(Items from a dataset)
======

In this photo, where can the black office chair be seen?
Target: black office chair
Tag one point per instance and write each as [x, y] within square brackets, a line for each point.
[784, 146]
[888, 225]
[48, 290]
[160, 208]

======

Task description »
Wherever "chair" occurs in the entries above, copy the line it sits on.

Task result »
In this photo, where can the black office chair be seen?
Target: black office chair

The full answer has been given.